>> START Page extract

My high school friend Andy emailed me the other day. He joined a Doors Tribute Band in Indianapolis (imitating Robby Krieger) and wanted me to see their gig coming up. I said, OK, sure why not. I'm a bit jealous of him because like me he has a wife and little ones, and a job in the real world, but he's out there playing music as well. Sure, it won't get him famous or rich, but the Doors had some good songs (even if they are quite overrated as a whole) and they're fun to play.

Me? I never had the time or patience to learn. Probably should have bought a bass and stuck to it, but instead I decided to consume music voraciously, instead of play it for dozens.

But I got to thinking about other tribute bands. The Doors are pretty good fodder for a tribute band. They're not going to reunite, and everyone knows a lot of their songs and they are easy to play. (Sure, they "got back together", but Ian Astbury only matches Jim Morrison in pretension.) Personally, I hope Andy's band tries to do, say, The Soft Parade or Not to Touch the Earth, but I'm demented and sad at times.

There are other bands, though, that should probably go without tribute. Especially if the tributes are done by people my age (late 30s), because sometimes you just gotta leave the past where it lays by the side of the road. So here is a listing of bands that I don't think you should see tributes for any time soon (and if you do, run away quickly!)

1. Focus - OK, an obscure one to begin the list. But think about it - guitar god from the progressive seventies with perfunctory backup, fronted by a mad-man / flute player. People in my era remember their hit (!) Hocus Pocus which somehow, someway got to the top 10 in 1973. (For those too young, I will try to summarize: Killer guitar riff, drum break, yodeling (!), killer guitar riff, drum break, yodeling (!), killer guitar riff, drum break, madcap flute playing, guitar solo, etc. etc. etc.) My thinking is that you won't find a flute player / yodeler 'round these parts, anymore.

(Sidenote - I bet in the Netherlands there are Focus tribute bands. Just like there are tribute bands for Golden Earring. Now, I feel superior because I can name FIVE Golden Earring songs and actually have listened to the "Moontan" album in entirety (but only remember "Candy's Going Bad" aside from "Radar Love"). At any rate, I think the Focus tributes should stay in the Netherlands . Not that there is anything wrong with the Dutch. I have learned that you don't mess with people from the Low Countries . I once mixed up Flems and Walloons. Oof.

2. Adam and the Ants - I know the D in Adam is supposed to be backwards, but I'm too lazy to figure out how to do it. At any rate, I don't think people in their late 30s should be prancing around on stage in pirate gear wearing Native American warpaint on their face. Especially when they are singing songs like Whip in My Valise and Beat My Guest. Think about it. You want Bob from Accounting swinging around on stage acting like a dandy highwayman? Didn't think so.

3. Van Halen - oh, wait -Van Hagar with Sammy Headache. We have ONE Sammy Hagar floating around already. Lord knows we don't need two.

4. Kraftwerk - If you can sell a tribute band for them, then you have a gift of gab beyond anything I can imagine. All you would need is four guys from the office who can dress up like Dieter from Sprockets and stand in front of machines, while a computer plays all of their songs.

>> END Page extract

◆ Directions
A. In the tribute band post, which Doors member does Andy imitate in his band?
B. Name every band on the tribute band post's numbered list of bands that shouldn't get tribute acts.
The items are separate material and have no link to the tribute band post.

>> START Material provided

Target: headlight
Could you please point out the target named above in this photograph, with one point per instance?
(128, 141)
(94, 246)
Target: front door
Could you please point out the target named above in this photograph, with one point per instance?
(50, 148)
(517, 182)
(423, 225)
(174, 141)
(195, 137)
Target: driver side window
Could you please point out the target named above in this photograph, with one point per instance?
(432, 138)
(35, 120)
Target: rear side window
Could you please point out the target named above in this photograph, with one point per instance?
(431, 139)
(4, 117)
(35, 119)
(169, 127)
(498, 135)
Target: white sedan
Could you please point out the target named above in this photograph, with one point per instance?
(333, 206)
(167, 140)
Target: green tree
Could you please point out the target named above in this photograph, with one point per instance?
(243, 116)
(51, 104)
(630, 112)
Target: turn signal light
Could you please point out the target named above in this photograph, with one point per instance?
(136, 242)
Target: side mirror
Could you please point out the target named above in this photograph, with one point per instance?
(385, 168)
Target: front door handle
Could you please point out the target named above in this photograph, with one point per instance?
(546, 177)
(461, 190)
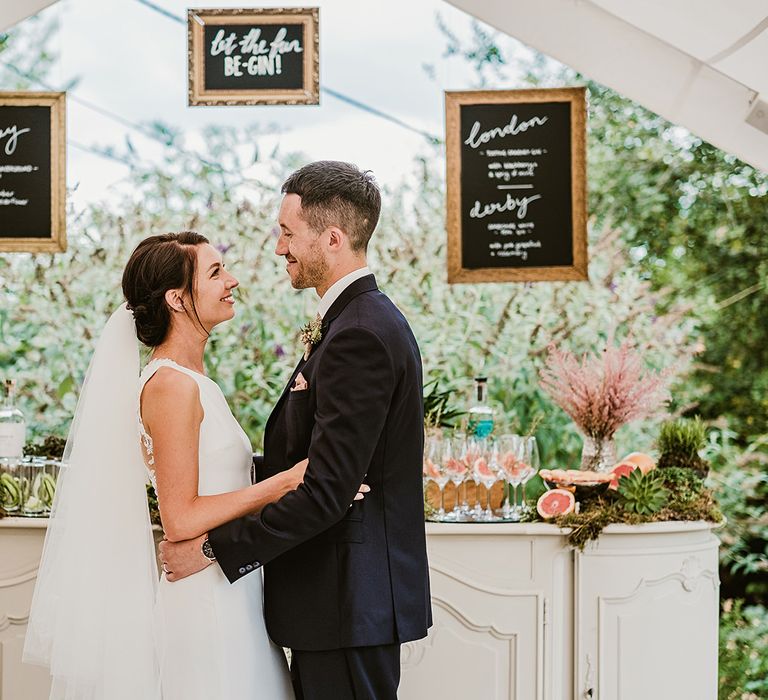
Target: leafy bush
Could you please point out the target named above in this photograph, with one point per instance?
(743, 667)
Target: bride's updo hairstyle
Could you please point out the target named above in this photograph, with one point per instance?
(159, 263)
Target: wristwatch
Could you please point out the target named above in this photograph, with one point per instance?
(207, 549)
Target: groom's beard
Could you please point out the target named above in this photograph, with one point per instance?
(312, 271)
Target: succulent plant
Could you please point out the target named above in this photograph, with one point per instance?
(643, 494)
(679, 444)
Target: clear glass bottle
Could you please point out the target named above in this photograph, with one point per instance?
(480, 412)
(13, 426)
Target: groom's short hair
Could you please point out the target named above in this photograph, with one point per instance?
(334, 193)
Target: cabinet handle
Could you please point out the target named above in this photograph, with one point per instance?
(589, 693)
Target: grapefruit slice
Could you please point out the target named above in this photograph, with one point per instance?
(555, 502)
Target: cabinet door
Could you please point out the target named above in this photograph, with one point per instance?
(647, 619)
(21, 550)
(485, 643)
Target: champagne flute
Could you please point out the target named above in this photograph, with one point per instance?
(507, 446)
(485, 471)
(534, 463)
(457, 473)
(433, 470)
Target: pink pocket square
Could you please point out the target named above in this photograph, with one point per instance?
(299, 384)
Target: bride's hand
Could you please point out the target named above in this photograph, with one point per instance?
(360, 495)
(296, 474)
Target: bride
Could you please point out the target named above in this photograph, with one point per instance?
(100, 620)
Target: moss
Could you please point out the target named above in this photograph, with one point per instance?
(679, 444)
(689, 500)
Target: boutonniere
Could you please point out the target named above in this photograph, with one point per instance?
(311, 334)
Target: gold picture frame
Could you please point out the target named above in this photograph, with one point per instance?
(454, 101)
(199, 94)
(56, 242)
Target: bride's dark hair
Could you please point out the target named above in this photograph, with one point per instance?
(159, 263)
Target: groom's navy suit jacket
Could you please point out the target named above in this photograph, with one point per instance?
(338, 576)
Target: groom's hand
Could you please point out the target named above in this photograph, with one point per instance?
(182, 559)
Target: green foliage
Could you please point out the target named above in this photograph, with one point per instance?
(680, 443)
(438, 409)
(154, 508)
(51, 447)
(740, 477)
(643, 494)
(692, 217)
(676, 494)
(743, 662)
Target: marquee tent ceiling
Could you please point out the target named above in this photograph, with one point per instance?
(13, 11)
(702, 64)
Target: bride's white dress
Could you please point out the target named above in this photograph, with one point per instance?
(211, 638)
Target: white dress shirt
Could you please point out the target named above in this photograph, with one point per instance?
(335, 290)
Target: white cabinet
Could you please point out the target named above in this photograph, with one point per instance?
(647, 614)
(21, 544)
(519, 615)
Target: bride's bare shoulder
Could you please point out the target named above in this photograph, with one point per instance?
(169, 390)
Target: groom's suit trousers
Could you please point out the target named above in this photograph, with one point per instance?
(356, 673)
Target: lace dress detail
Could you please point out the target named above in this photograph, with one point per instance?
(211, 638)
(147, 445)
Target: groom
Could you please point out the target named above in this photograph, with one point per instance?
(344, 585)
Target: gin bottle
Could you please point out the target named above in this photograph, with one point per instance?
(13, 427)
(480, 413)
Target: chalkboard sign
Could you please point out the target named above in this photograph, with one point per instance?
(249, 57)
(32, 172)
(516, 185)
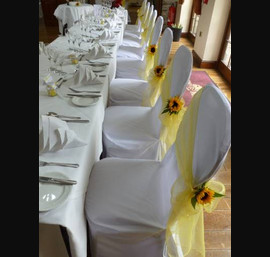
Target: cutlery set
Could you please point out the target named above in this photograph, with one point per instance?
(67, 118)
(57, 181)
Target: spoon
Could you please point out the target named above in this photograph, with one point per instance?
(54, 114)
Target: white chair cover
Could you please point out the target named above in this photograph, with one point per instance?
(129, 68)
(137, 27)
(131, 91)
(134, 131)
(136, 50)
(128, 200)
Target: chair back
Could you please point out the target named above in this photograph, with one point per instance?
(181, 70)
(157, 29)
(164, 47)
(176, 80)
(200, 148)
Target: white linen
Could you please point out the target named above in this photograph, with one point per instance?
(86, 76)
(133, 131)
(107, 34)
(129, 68)
(70, 214)
(56, 135)
(69, 14)
(128, 200)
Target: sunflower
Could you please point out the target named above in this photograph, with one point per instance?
(152, 49)
(159, 70)
(206, 195)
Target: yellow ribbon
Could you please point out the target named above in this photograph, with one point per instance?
(185, 227)
(170, 124)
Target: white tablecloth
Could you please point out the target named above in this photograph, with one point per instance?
(67, 14)
(70, 214)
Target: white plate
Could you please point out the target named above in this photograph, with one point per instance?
(98, 68)
(108, 44)
(84, 101)
(52, 195)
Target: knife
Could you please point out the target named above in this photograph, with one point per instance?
(57, 180)
(78, 121)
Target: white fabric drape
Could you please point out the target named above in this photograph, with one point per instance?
(130, 67)
(131, 91)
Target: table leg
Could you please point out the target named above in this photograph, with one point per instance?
(66, 239)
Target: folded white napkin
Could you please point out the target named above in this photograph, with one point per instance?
(48, 79)
(107, 34)
(56, 135)
(85, 76)
(97, 51)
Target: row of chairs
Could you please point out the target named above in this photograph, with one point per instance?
(158, 153)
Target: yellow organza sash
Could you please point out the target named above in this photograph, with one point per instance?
(185, 227)
(150, 54)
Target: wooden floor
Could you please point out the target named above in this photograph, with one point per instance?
(218, 223)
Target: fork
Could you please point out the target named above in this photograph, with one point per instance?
(71, 165)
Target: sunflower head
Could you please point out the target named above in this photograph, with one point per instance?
(159, 70)
(152, 49)
(174, 105)
(206, 195)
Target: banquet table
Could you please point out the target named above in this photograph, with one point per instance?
(67, 14)
(70, 213)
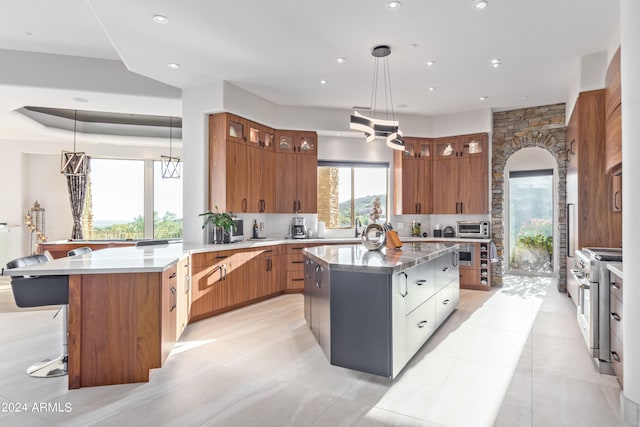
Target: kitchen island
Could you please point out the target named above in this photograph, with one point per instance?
(373, 310)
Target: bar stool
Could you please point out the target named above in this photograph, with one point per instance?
(152, 242)
(37, 291)
(79, 251)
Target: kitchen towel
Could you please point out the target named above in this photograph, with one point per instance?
(493, 253)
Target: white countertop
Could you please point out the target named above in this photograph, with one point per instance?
(131, 259)
(386, 261)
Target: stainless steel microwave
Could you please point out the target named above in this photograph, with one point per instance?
(473, 229)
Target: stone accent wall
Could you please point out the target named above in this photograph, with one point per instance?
(328, 196)
(512, 130)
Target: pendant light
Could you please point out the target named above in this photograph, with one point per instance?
(372, 126)
(74, 163)
(169, 165)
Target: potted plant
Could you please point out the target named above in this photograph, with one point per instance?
(220, 222)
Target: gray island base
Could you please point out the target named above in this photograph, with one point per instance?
(372, 311)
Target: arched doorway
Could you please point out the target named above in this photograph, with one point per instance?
(531, 212)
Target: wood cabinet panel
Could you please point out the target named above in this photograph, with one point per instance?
(445, 186)
(614, 141)
(413, 177)
(116, 328)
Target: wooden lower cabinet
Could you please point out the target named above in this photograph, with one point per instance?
(224, 280)
(121, 325)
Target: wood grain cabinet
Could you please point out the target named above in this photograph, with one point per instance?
(184, 295)
(460, 175)
(613, 112)
(412, 177)
(243, 159)
(296, 181)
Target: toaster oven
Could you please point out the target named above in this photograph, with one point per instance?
(473, 229)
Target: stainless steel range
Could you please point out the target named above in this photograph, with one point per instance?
(592, 277)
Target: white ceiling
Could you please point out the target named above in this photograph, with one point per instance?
(281, 49)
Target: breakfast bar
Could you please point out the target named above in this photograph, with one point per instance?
(372, 311)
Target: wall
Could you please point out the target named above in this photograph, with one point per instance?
(512, 130)
(630, 70)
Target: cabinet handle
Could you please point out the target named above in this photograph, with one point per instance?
(406, 290)
(174, 294)
(569, 251)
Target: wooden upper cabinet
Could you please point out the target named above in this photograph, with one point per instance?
(460, 175)
(237, 128)
(291, 141)
(412, 177)
(613, 117)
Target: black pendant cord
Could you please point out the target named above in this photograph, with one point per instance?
(170, 137)
(75, 127)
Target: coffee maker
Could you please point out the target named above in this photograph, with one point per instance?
(298, 229)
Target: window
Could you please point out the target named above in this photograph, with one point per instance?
(167, 205)
(531, 220)
(115, 202)
(352, 191)
(114, 205)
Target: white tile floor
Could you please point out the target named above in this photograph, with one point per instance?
(509, 357)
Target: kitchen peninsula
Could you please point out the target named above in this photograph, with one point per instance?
(372, 310)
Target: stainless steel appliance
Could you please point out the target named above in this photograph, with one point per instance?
(591, 285)
(236, 234)
(473, 229)
(298, 229)
(466, 254)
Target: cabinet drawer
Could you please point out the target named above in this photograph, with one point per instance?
(295, 280)
(615, 286)
(617, 358)
(420, 324)
(615, 310)
(421, 285)
(446, 301)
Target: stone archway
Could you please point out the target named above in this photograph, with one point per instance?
(542, 127)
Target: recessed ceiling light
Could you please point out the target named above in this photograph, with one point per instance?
(393, 5)
(160, 19)
(479, 4)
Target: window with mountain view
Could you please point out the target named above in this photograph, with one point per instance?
(531, 221)
(115, 201)
(350, 191)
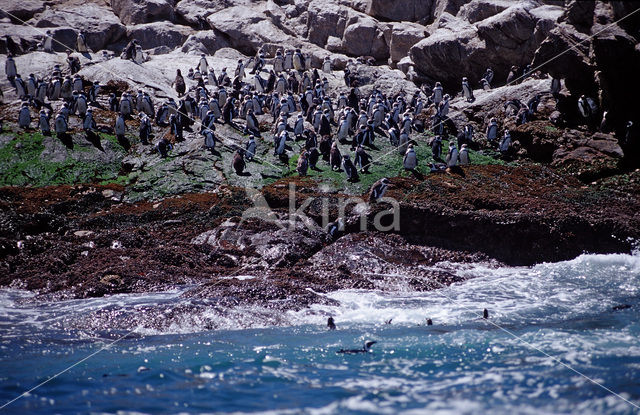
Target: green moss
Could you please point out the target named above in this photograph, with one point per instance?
(21, 165)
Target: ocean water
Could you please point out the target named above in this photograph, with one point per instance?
(553, 344)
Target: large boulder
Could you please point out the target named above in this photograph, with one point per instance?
(153, 35)
(142, 11)
(325, 20)
(99, 24)
(403, 36)
(457, 49)
(400, 10)
(477, 10)
(205, 41)
(248, 28)
(363, 38)
(21, 11)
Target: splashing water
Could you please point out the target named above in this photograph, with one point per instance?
(565, 312)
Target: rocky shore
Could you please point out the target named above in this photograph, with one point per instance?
(88, 222)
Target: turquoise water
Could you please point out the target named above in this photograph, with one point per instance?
(552, 335)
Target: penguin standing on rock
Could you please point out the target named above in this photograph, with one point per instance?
(350, 169)
(378, 190)
(238, 163)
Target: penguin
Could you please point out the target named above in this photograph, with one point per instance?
(488, 75)
(250, 148)
(326, 65)
(335, 158)
(467, 91)
(464, 155)
(88, 123)
(203, 65)
(288, 60)
(145, 129)
(163, 147)
(60, 124)
(24, 116)
(349, 169)
(278, 62)
(280, 143)
(238, 163)
(120, 128)
(492, 130)
(505, 144)
(179, 84)
(298, 61)
(437, 94)
(452, 156)
(436, 148)
(410, 161)
(10, 69)
(365, 349)
(313, 156)
(331, 324)
(378, 190)
(43, 123)
(513, 73)
(362, 160)
(81, 43)
(303, 164)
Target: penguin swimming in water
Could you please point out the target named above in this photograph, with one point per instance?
(349, 169)
(331, 324)
(378, 190)
(365, 349)
(238, 163)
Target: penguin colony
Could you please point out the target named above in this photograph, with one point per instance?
(301, 105)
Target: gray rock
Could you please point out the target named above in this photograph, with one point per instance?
(142, 11)
(205, 41)
(99, 24)
(400, 10)
(153, 35)
(403, 37)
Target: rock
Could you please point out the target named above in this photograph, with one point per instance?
(248, 28)
(153, 35)
(400, 10)
(142, 11)
(325, 20)
(364, 38)
(21, 11)
(278, 243)
(457, 49)
(590, 158)
(189, 10)
(580, 14)
(403, 37)
(205, 41)
(99, 24)
(477, 10)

>> END Material provided

◆ Per-task answers
A. Robby Krieger

B. Focus, Adam and the Ants, Van Halen, Kraftwerk